Instruction A: Show every line of the rows that contains the string "lace".

Text passage:
# We picked a litter...



## LugerJadeandZoey (Aug 20, 2012)

Top is the sire, bottom is the dam. I have seen the sire do Schutzhund work and it is IMPRESSIVE! I am not really looking for a critique, but sharing our excitement. I am waiting for an official response from the breeder, but we should be getting a bitch from this litter in about 7 weeks.

We plan to do Schutzhund with her. It will be an adventure, as we have never participated in any Schutzhund before. I have done my homework though! 

This dog will cause a lot of controversy and bring us into many new and hopefully wonderful things...as we also plan to raw feed her! So many new things...such an exciting time!


----------



## PatchonGSD (Jun 27, 2012)

Congrats! Just curious though, what do you mean that she will cause "controversy?"

Are GSD's not a common breed where you are?


----------



## LugerJadeandZoey (Aug 20, 2012)

They are pretty common, but very misunderstood, and more commonly owned by the type of person who doesn't put any work into their dog, and applauds aggression, viewing it as protection.

Also, my husband agrees that we can raw feed the new girl, but does not agree with me that we should switch all of our dogs to raw...so there you go again!

We have had the same vet for years, and I look forward to what she will say when she questions the pups diet and we tell her she is on a raw diet. I love my vet, and have faith in her ability to uphold what is important (the health of the pet) over her pocketbook...she has done it before. It does make me wonder though, as I have seen so many people saying their vets do not support it, and go so far as to belittle them when they say they feed raw!

I cannot think of a single person back home who feeds raw foods...for as long as I can remember.

Instruction B: In one to three sentences, explain from the forum thread about the new litter why the poster has faith in the family vet despite planning a raw diet for the puppy.

Data section:
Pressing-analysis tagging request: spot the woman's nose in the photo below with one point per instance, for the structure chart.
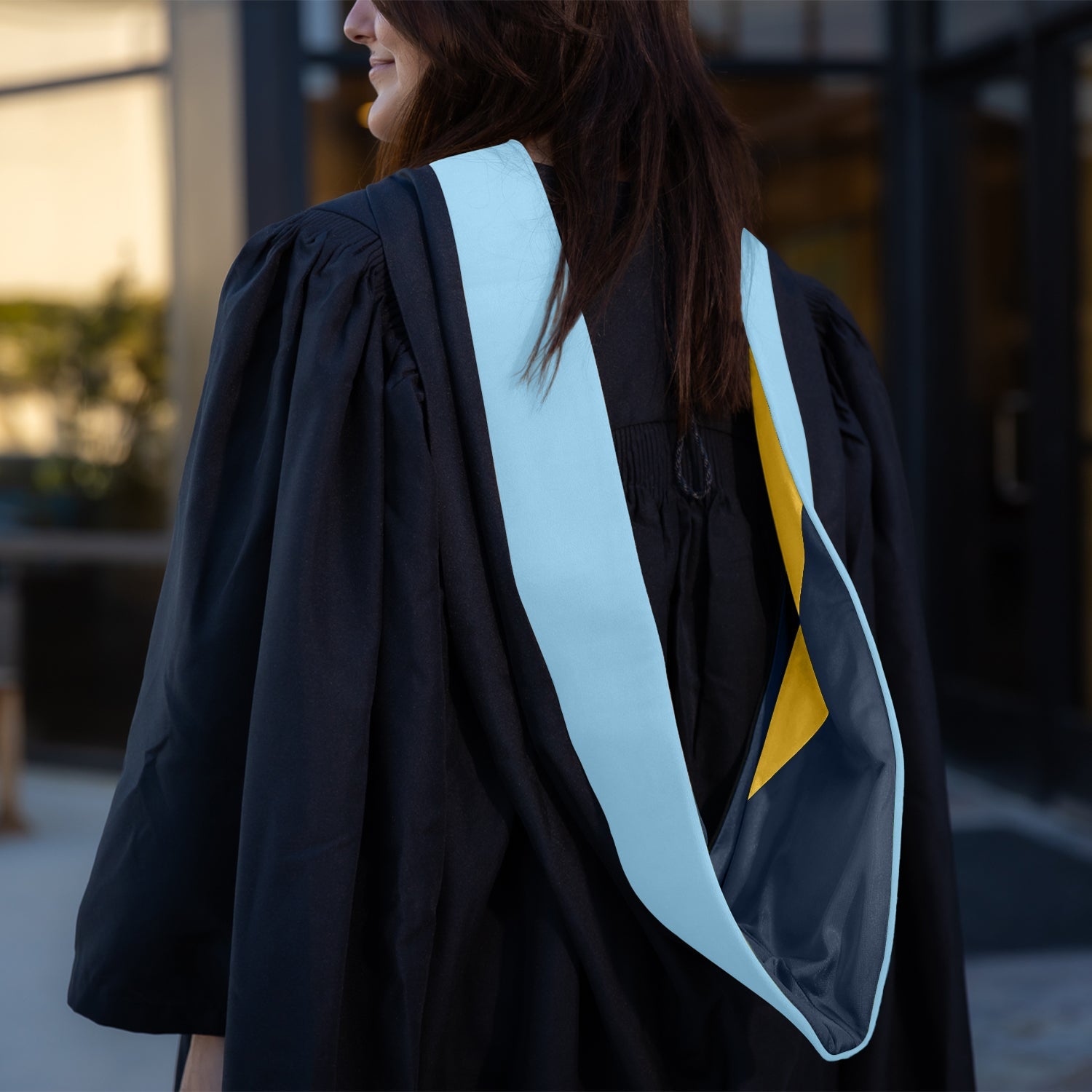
(360, 22)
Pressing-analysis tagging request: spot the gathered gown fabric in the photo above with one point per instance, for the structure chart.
(338, 836)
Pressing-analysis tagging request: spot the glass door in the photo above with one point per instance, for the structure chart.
(983, 496)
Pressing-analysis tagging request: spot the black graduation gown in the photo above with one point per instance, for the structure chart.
(352, 832)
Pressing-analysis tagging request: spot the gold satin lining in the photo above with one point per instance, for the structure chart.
(799, 710)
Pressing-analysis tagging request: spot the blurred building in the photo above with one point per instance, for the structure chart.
(930, 161)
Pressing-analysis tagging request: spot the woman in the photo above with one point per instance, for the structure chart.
(358, 841)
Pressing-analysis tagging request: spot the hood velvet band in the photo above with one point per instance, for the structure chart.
(795, 895)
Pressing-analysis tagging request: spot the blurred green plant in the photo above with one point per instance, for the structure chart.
(85, 419)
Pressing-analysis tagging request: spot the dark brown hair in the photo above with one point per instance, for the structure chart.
(609, 87)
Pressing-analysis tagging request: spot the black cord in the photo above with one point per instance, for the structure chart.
(684, 485)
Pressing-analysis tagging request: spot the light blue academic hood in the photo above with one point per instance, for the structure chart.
(796, 895)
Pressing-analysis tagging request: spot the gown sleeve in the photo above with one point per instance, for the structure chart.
(253, 712)
(925, 998)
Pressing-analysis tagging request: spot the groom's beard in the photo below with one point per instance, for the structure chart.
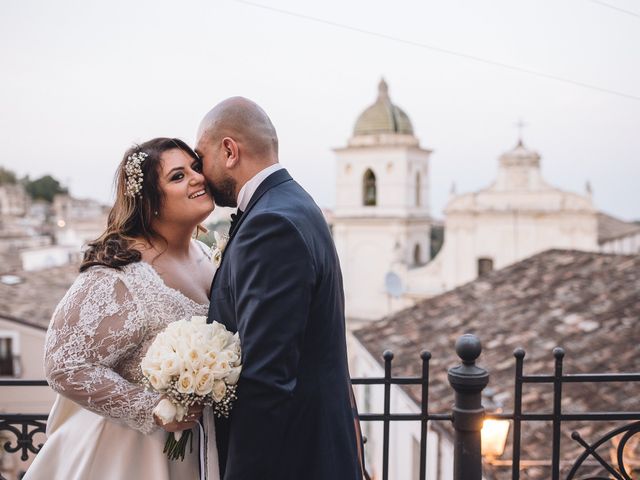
(224, 192)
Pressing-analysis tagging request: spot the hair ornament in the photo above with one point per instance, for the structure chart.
(133, 174)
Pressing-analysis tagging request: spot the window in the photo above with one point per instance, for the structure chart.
(10, 354)
(6, 357)
(485, 265)
(417, 255)
(369, 189)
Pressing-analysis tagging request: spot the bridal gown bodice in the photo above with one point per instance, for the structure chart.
(98, 335)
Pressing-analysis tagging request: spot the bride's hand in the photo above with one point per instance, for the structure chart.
(189, 421)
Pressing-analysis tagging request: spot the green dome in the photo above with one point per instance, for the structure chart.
(383, 117)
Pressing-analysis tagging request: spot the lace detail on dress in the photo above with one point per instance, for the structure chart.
(99, 334)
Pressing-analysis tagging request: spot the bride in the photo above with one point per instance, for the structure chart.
(142, 273)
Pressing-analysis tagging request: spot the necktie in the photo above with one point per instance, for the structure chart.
(235, 218)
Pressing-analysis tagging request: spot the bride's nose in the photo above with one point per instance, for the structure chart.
(196, 178)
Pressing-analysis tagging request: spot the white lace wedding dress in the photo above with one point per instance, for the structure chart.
(101, 426)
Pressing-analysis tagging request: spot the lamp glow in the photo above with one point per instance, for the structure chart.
(494, 437)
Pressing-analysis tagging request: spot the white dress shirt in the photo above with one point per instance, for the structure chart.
(249, 188)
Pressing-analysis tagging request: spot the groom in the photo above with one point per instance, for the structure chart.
(279, 285)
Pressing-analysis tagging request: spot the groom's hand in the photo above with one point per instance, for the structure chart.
(189, 421)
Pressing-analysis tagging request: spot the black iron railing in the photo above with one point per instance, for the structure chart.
(467, 381)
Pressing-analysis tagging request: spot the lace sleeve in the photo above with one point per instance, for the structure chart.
(96, 325)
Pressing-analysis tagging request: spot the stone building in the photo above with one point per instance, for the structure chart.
(381, 217)
(618, 236)
(27, 301)
(586, 302)
(14, 201)
(517, 216)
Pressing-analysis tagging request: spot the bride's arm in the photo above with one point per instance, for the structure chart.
(96, 325)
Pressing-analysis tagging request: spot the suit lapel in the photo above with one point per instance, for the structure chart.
(273, 180)
(276, 178)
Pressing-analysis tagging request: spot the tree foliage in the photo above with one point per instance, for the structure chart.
(44, 188)
(7, 177)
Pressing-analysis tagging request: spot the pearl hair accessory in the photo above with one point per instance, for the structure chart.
(134, 174)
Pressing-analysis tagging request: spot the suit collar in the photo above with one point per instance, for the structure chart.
(273, 180)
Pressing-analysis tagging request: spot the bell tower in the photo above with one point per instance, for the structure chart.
(382, 215)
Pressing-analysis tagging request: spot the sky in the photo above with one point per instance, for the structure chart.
(80, 81)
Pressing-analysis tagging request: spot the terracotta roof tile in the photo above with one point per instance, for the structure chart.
(588, 303)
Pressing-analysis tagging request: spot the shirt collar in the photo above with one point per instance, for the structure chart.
(249, 188)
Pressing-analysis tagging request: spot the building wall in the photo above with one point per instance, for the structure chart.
(627, 245)
(35, 400)
(31, 350)
(374, 240)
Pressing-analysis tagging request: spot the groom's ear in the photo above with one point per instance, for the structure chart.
(230, 150)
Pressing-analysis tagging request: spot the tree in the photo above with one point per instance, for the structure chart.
(44, 188)
(7, 176)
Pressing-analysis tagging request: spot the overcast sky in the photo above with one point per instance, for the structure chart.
(82, 80)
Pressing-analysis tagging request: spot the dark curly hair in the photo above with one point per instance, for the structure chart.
(130, 217)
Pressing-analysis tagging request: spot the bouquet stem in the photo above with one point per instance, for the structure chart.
(176, 448)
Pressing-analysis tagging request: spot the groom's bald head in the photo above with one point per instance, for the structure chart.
(244, 121)
(236, 140)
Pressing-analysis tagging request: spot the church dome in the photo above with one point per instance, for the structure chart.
(520, 155)
(383, 117)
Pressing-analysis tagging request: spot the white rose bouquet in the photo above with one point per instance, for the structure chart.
(191, 362)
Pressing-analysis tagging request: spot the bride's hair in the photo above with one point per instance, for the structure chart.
(138, 200)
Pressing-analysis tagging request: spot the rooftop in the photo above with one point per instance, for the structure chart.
(610, 228)
(34, 299)
(587, 303)
(383, 117)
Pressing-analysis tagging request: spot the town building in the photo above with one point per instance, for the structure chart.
(382, 213)
(586, 302)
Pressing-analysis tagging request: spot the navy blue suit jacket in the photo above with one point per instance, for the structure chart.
(280, 286)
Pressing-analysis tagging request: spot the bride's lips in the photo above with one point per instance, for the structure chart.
(199, 193)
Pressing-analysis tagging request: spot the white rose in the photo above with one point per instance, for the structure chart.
(193, 359)
(171, 365)
(210, 359)
(217, 342)
(233, 376)
(219, 390)
(181, 411)
(186, 382)
(221, 369)
(204, 382)
(158, 382)
(165, 411)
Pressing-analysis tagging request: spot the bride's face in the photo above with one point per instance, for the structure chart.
(186, 197)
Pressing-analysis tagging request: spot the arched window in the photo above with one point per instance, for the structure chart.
(485, 265)
(417, 255)
(369, 194)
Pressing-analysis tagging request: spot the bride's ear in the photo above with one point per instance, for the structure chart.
(230, 149)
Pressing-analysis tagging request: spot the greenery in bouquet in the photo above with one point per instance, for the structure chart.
(191, 362)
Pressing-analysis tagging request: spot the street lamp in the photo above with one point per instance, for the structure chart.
(494, 437)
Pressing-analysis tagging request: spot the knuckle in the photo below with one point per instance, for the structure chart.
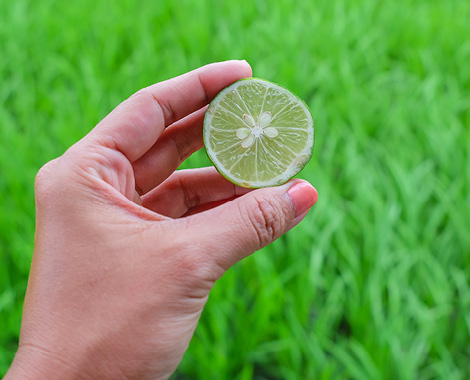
(43, 183)
(266, 220)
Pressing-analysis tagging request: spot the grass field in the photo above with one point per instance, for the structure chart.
(375, 283)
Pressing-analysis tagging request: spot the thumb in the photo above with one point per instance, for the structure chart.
(237, 228)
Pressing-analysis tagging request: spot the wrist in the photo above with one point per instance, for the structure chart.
(34, 363)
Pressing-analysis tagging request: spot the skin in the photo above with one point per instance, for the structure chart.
(127, 250)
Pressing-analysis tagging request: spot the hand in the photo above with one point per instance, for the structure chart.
(120, 276)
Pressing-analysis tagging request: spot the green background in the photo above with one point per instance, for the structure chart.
(374, 283)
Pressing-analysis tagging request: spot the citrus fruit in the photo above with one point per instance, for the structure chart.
(258, 133)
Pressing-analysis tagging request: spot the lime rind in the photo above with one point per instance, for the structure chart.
(234, 113)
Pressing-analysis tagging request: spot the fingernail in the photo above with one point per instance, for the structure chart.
(303, 196)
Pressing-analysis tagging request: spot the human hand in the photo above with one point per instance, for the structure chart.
(120, 276)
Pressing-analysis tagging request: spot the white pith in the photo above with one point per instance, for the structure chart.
(254, 130)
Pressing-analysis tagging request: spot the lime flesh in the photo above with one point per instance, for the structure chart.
(258, 133)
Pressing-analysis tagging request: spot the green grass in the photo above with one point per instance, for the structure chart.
(374, 284)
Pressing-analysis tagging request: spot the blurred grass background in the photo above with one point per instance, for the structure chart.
(374, 284)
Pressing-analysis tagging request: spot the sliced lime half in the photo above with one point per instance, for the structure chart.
(258, 133)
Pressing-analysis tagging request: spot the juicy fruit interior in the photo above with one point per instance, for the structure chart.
(259, 134)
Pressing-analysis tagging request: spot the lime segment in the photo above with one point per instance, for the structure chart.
(258, 133)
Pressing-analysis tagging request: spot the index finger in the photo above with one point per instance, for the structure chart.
(136, 124)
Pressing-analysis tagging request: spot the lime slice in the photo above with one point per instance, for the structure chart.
(258, 133)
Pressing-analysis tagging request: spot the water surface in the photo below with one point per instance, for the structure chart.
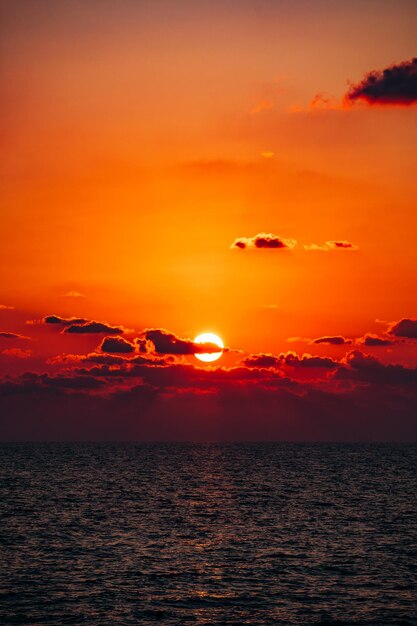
(259, 534)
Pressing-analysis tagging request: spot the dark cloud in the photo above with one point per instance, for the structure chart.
(116, 345)
(335, 340)
(341, 245)
(331, 245)
(64, 321)
(7, 335)
(291, 359)
(167, 343)
(396, 84)
(263, 241)
(375, 341)
(91, 328)
(365, 368)
(181, 402)
(404, 328)
(33, 383)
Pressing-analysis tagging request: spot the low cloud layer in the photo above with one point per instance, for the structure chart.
(331, 245)
(333, 340)
(395, 85)
(264, 241)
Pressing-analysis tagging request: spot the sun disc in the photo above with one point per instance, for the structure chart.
(209, 338)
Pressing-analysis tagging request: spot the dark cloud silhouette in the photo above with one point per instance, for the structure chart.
(404, 328)
(91, 328)
(375, 341)
(331, 245)
(167, 343)
(291, 359)
(341, 245)
(7, 335)
(263, 241)
(394, 85)
(335, 340)
(116, 345)
(366, 368)
(56, 319)
(181, 402)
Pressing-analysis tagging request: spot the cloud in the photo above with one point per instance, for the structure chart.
(64, 321)
(335, 340)
(331, 245)
(83, 326)
(7, 335)
(375, 341)
(404, 328)
(73, 294)
(395, 85)
(289, 359)
(117, 345)
(168, 343)
(91, 328)
(264, 241)
(359, 399)
(366, 368)
(17, 353)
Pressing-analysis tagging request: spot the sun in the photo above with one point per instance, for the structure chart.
(209, 338)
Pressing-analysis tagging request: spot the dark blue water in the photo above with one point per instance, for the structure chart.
(208, 534)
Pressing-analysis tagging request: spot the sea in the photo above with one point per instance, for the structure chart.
(206, 533)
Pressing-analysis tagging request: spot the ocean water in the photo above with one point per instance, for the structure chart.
(259, 534)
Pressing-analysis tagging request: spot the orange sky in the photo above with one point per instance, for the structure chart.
(141, 139)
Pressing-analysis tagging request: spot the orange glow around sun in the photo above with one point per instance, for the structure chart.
(209, 338)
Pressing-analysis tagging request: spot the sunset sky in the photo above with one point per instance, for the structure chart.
(243, 168)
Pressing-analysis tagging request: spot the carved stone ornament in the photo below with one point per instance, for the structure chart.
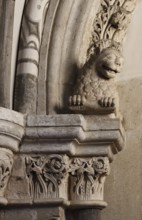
(87, 177)
(95, 90)
(6, 163)
(45, 175)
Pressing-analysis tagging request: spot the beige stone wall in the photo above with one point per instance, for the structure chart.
(123, 190)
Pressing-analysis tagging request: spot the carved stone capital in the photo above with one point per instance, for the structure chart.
(47, 178)
(87, 177)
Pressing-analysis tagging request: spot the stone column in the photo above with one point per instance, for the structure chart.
(11, 133)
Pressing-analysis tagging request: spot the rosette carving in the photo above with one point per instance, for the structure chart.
(87, 178)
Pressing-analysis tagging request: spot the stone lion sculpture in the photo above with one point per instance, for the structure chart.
(95, 90)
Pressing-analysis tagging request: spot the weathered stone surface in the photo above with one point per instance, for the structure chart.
(12, 126)
(32, 213)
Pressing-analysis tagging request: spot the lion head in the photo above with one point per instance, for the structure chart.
(109, 63)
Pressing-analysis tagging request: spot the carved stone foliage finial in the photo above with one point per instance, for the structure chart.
(45, 174)
(87, 178)
(6, 162)
(95, 90)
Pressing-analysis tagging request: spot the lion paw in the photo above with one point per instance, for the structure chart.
(77, 100)
(107, 102)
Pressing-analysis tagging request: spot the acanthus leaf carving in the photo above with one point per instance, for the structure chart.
(45, 174)
(87, 178)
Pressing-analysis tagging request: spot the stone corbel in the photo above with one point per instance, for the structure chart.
(11, 133)
(95, 91)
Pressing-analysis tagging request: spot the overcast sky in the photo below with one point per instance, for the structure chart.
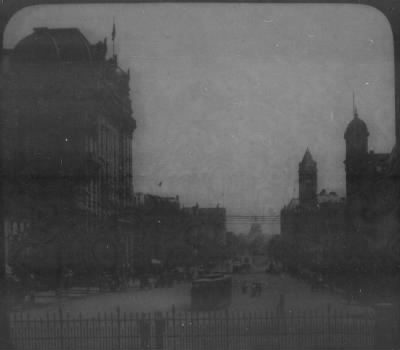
(227, 97)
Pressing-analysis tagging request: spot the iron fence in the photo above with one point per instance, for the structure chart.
(221, 330)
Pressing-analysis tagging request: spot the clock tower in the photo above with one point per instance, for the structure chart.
(308, 180)
(356, 137)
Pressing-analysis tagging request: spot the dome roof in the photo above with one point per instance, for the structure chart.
(356, 127)
(307, 160)
(60, 44)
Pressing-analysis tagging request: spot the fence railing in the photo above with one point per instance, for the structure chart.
(193, 330)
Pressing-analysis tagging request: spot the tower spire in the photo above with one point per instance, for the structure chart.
(355, 112)
(113, 36)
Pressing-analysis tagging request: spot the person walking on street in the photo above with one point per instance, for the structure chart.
(144, 332)
(159, 324)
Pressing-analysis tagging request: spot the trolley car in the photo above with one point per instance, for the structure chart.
(211, 292)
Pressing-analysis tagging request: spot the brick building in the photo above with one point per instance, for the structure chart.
(67, 148)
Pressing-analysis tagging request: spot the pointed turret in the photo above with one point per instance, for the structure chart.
(356, 137)
(307, 159)
(308, 180)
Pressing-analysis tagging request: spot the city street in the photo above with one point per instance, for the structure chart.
(298, 297)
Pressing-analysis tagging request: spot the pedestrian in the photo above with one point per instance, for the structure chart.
(159, 324)
(144, 332)
(244, 287)
(281, 306)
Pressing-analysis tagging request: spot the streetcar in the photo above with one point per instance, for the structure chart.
(212, 291)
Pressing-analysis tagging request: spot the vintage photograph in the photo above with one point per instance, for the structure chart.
(199, 175)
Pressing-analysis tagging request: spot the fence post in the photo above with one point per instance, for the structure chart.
(173, 328)
(60, 316)
(227, 328)
(385, 332)
(118, 328)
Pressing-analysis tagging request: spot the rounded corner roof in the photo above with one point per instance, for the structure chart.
(60, 44)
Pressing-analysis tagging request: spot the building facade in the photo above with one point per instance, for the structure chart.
(312, 217)
(368, 216)
(67, 148)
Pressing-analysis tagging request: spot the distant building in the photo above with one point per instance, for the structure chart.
(67, 150)
(207, 223)
(371, 208)
(312, 216)
(373, 189)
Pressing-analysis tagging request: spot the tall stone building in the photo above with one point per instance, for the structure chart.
(67, 145)
(308, 180)
(369, 216)
(313, 216)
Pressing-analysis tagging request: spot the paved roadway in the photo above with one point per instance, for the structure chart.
(297, 295)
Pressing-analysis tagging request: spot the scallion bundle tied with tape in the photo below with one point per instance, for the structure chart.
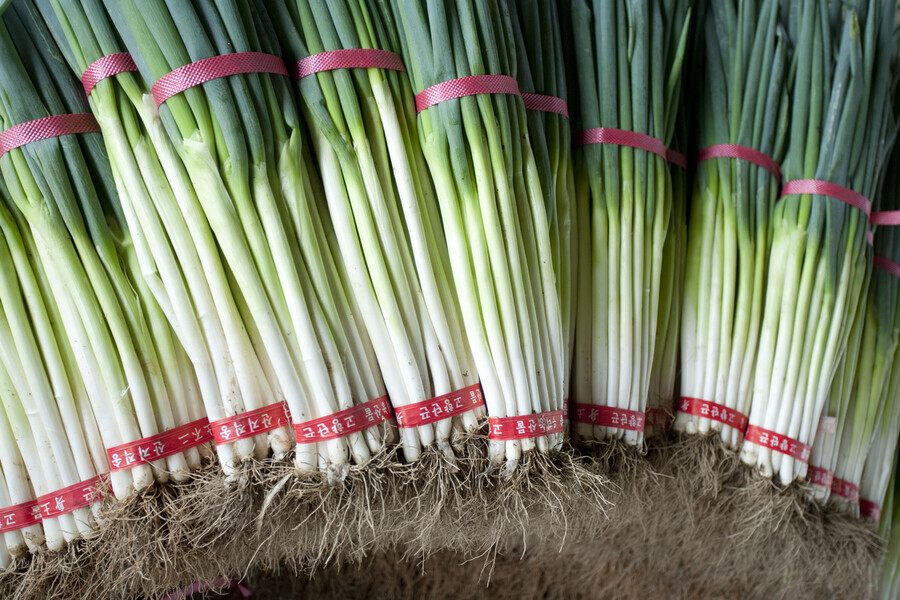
(841, 123)
(629, 95)
(356, 98)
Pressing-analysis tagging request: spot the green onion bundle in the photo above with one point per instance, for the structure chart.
(381, 202)
(493, 211)
(744, 103)
(628, 57)
(843, 73)
(240, 141)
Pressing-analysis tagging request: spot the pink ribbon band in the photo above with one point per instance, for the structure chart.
(104, 67)
(886, 264)
(20, 516)
(46, 128)
(741, 153)
(885, 217)
(526, 426)
(160, 445)
(826, 188)
(466, 86)
(249, 424)
(351, 58)
(777, 442)
(439, 408)
(346, 422)
(819, 476)
(545, 103)
(714, 411)
(607, 416)
(71, 498)
(621, 137)
(214, 67)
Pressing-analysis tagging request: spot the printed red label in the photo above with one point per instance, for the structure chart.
(343, 423)
(845, 489)
(527, 426)
(714, 411)
(71, 498)
(249, 424)
(440, 407)
(820, 476)
(777, 442)
(606, 416)
(161, 445)
(19, 516)
(870, 510)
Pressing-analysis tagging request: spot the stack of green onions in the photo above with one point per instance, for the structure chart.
(542, 71)
(628, 57)
(240, 141)
(62, 188)
(381, 201)
(843, 73)
(494, 214)
(743, 102)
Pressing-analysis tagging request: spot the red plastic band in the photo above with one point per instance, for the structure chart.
(343, 423)
(870, 510)
(607, 416)
(820, 476)
(741, 153)
(885, 217)
(71, 498)
(161, 445)
(526, 427)
(466, 86)
(714, 411)
(109, 65)
(621, 137)
(214, 67)
(351, 58)
(440, 407)
(826, 188)
(46, 128)
(845, 489)
(249, 424)
(777, 442)
(886, 264)
(20, 516)
(545, 103)
(676, 158)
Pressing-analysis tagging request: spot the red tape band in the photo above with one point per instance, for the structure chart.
(741, 153)
(214, 67)
(607, 416)
(819, 476)
(109, 65)
(249, 424)
(71, 498)
(845, 489)
(439, 408)
(777, 442)
(46, 128)
(714, 411)
(826, 188)
(161, 445)
(870, 510)
(886, 264)
(351, 58)
(466, 86)
(527, 426)
(340, 424)
(545, 103)
(621, 137)
(19, 516)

Written reply A:
Pressing-analysis tagging request: spot the lace detail on dress in the photo above with one point per instance, for the structure chart.
Pressing-analysis tagging request: spot the white lace wedding dress in the photo above with one point per instance, for the structure chart.
Pressing-analysis tagging request: spot the lace sleeve in the photo above with one point per instance, for the structure chart.

Written reply B: The poster trusts the vet to put what is important, the health of the pet, ahead of her own pocketbook. The vet has already done this before.